Segment Open
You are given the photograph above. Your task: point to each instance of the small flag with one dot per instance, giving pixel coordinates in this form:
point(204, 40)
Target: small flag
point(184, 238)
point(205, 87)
Segment Closed
All the records, from the first line to the last: repeat them exactly.

You are given the photograph above. Your task: point to each instance of the small flag with one dot per instance, giving pixel coordinates in this form:
point(204, 40)
Target: small flag
point(184, 238)
point(205, 87)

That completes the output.